▶ TASK MATERIAL
------------------------------------------------------------
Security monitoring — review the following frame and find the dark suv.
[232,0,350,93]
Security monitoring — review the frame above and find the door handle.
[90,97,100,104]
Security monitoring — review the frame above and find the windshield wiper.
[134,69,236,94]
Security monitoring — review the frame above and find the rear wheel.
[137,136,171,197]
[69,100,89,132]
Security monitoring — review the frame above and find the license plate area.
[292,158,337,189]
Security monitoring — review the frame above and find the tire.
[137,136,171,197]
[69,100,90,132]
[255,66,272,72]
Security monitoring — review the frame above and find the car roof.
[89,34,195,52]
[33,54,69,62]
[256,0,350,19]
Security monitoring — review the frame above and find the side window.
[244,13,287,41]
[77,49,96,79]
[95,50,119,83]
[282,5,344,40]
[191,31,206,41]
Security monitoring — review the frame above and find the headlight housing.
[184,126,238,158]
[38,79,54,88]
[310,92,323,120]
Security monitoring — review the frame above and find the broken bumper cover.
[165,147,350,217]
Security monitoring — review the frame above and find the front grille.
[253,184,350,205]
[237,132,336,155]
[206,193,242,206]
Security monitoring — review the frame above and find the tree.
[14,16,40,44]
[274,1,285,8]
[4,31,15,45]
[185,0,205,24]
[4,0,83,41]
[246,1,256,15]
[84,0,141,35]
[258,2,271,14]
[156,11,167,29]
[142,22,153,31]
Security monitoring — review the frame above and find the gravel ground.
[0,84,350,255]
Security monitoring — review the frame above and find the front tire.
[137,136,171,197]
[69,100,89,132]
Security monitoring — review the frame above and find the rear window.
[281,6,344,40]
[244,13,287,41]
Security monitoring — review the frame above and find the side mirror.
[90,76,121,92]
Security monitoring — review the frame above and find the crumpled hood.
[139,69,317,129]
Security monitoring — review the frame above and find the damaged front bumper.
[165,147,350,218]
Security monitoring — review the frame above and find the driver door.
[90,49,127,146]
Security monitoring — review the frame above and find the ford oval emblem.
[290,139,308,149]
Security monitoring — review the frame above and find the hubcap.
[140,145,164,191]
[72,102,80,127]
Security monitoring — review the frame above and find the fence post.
------------------------------------------------------------
▶ STATED EXERCISE
Rewrite every line, starting at the one that contains "Security monitoring — review the frame above and find the gravel" and continuing through the last line above. Keep the wording of each line the same, but add 137 to every bounding-box coordinate.

▶ THE COMPLETED TASK
Security monitoring — review the frame above and find the gravel ground.
[137,221,487,392]
Security monitoring — review the frame above and find the front tire.
[274,273,308,334]
[206,237,226,269]
Security monitoring — review the frame above and find the rear window.
[418,143,481,177]
[381,150,424,178]
Security monitoring — review the frame above and find the side mirror.
[227,213,258,229]
Security monitoring — review the frame above and find the crumpled hood.
[276,206,454,266]
Security monitoring — review the frame above and find the damaged front bumper.
[302,284,487,355]
Security monitoring — review the frame above and find the driver door.
[227,186,264,283]
Security monitoring — review the frame above and find the ford oval emblem.
[427,276,445,286]
Security monitoring — review the frame above and find the hubcap.
[277,282,301,328]
[209,239,217,264]
Security monitoring — review the frame above and find the fence post.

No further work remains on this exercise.